[Excerpts from segmentation records]
--------------------

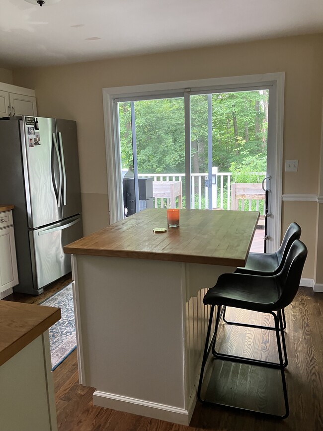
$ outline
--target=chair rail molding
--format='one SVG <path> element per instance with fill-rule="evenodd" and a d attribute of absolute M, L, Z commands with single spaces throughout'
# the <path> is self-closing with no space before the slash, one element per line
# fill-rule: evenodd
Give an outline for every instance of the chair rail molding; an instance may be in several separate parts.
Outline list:
<path fill-rule="evenodd" d="M 323 196 L 318 196 L 317 194 L 299 194 L 298 193 L 288 194 L 284 193 L 282 195 L 282 200 L 283 202 L 289 201 L 301 202 L 304 201 L 306 202 L 319 202 L 321 203 L 319 200 L 319 198 L 322 199 L 322 202 L 323 202 Z"/>

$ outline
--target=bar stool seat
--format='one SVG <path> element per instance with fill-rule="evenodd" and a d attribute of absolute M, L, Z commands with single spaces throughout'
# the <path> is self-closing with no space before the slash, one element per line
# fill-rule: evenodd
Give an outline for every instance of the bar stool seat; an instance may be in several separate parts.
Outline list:
<path fill-rule="evenodd" d="M 295 222 L 291 223 L 287 228 L 279 249 L 274 253 L 253 253 L 248 255 L 245 266 L 237 268 L 235 273 L 239 274 L 248 274 L 252 275 L 270 276 L 278 274 L 281 270 L 286 260 L 287 254 L 295 240 L 299 240 L 302 233 L 302 229 L 299 224 Z M 228 320 L 226 317 L 226 310 L 223 310 L 222 318 L 228 325 L 235 325 L 251 328 L 262 328 L 266 327 L 259 325 L 248 325 Z M 283 325 L 282 329 L 286 327 L 285 312 L 282 310 Z M 267 327 L 268 329 L 274 329 L 272 327 Z"/>
<path fill-rule="evenodd" d="M 242 411 L 246 410 L 253 413 L 261 413 L 267 416 L 280 419 L 287 417 L 289 414 L 289 407 L 284 370 L 288 365 L 288 359 L 285 335 L 282 329 L 282 310 L 292 302 L 296 294 L 307 256 L 307 249 L 306 246 L 299 240 L 296 240 L 288 252 L 281 270 L 277 274 L 267 276 L 236 273 L 223 274 L 218 279 L 215 286 L 209 289 L 203 301 L 205 305 L 211 306 L 197 389 L 197 398 L 200 401 L 209 404 L 229 407 Z M 213 315 L 216 306 L 217 307 L 217 311 L 215 325 L 211 337 L 211 331 L 213 327 Z M 219 323 L 223 310 L 226 307 L 269 313 L 272 316 L 274 322 L 273 329 L 276 333 L 278 352 L 278 362 L 220 353 L 216 350 L 216 343 Z M 261 328 L 256 326 L 254 327 L 257 329 Z M 250 347 L 249 346 L 249 348 Z M 285 413 L 283 415 L 279 415 L 259 412 L 253 409 L 229 405 L 225 402 L 214 402 L 202 398 L 201 395 L 202 385 L 205 374 L 205 367 L 210 352 L 212 352 L 214 358 L 216 360 L 231 361 L 280 369 Z M 221 379 L 221 375 L 218 377 L 217 376 L 217 378 Z M 233 387 L 240 387 L 240 386 L 239 383 L 237 384 L 236 382 Z M 261 392 L 262 388 L 259 387 L 259 389 Z M 275 392 L 276 393 L 276 391 Z"/>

--------------------

EXERCISE OBJECTIVE:
Rewrite each of the entries above with "separate parts" changed to "disjoint pieces" and nothing else altered. Leave the pictures out of your answer.

ANSWER TO THIS PROBLEM:
$ outline
--target=chair rail molding
--format='one SVG <path> element per instance with fill-rule="evenodd" and a d attribute of absolute M, L, Z commands with single spaces throughout'
# the <path> is self-closing with no space before the slash, one element per line
# fill-rule: evenodd
Give an outline for every instance of the chair rail molding; an instance may be in several disjoint pieces.
Outline list:
<path fill-rule="evenodd" d="M 323 196 L 318 196 L 317 194 L 299 194 L 298 193 L 288 194 L 284 193 L 282 195 L 282 200 L 283 202 L 289 201 L 301 202 L 304 201 L 306 202 L 319 202 L 321 203 L 319 200 L 319 198 L 322 199 L 322 202 L 323 202 Z"/>

$ outline
--target=bar stool seat
--format='one SVG <path> element per instance with fill-rule="evenodd" and a d attribute of absolute M, L, Z commands with single spaces throughout'
# the <path> is self-closing with no space before the slash, one element per line
# fill-rule: evenodd
Give an outline for every instance of the bar stool seat; an instance may be in several disjoint pieces.
Outline list:
<path fill-rule="evenodd" d="M 295 222 L 291 223 L 287 228 L 279 249 L 274 253 L 253 253 L 248 255 L 245 266 L 237 268 L 235 273 L 239 274 L 248 274 L 252 275 L 270 276 L 278 274 L 281 270 L 286 260 L 287 254 L 295 240 L 299 240 L 302 233 L 302 229 L 299 224 Z M 228 320 L 226 317 L 226 310 L 223 310 L 222 318 L 228 325 L 235 325 L 251 328 L 262 328 L 266 327 L 259 325 L 248 325 Z M 283 325 L 282 329 L 286 327 L 285 312 L 282 310 Z M 267 327 L 268 329 L 274 329 L 272 327 Z"/>
<path fill-rule="evenodd" d="M 242 411 L 246 410 L 253 413 L 261 413 L 267 416 L 280 419 L 287 417 L 289 414 L 289 407 L 284 370 L 288 365 L 288 359 L 285 335 L 282 329 L 282 310 L 292 302 L 296 294 L 307 256 L 307 249 L 306 246 L 299 240 L 296 240 L 288 252 L 281 270 L 277 274 L 267 276 L 236 273 L 223 274 L 218 279 L 215 286 L 209 289 L 203 301 L 205 305 L 211 306 L 197 389 L 197 398 L 200 401 L 209 404 L 229 407 Z M 213 315 L 216 306 L 217 307 L 217 311 L 215 325 L 211 337 L 211 331 L 213 327 Z M 219 323 L 223 310 L 226 307 L 269 313 L 272 316 L 274 322 L 273 329 L 276 333 L 278 352 L 278 362 L 220 353 L 216 350 L 216 343 Z M 261 328 L 256 326 L 254 327 L 257 329 Z M 250 347 L 249 346 L 249 348 Z M 285 413 L 283 415 L 279 415 L 259 412 L 253 409 L 229 405 L 225 402 L 214 402 L 202 398 L 201 395 L 202 385 L 205 374 L 205 367 L 210 352 L 212 352 L 214 358 L 216 360 L 231 361 L 280 369 Z M 221 379 L 221 375 L 218 377 L 217 376 L 217 378 Z M 233 387 L 240 387 L 240 386 L 239 383 L 237 384 L 236 382 Z M 261 392 L 262 388 L 259 387 L 259 389 Z M 275 392 L 276 393 L 276 391 Z"/>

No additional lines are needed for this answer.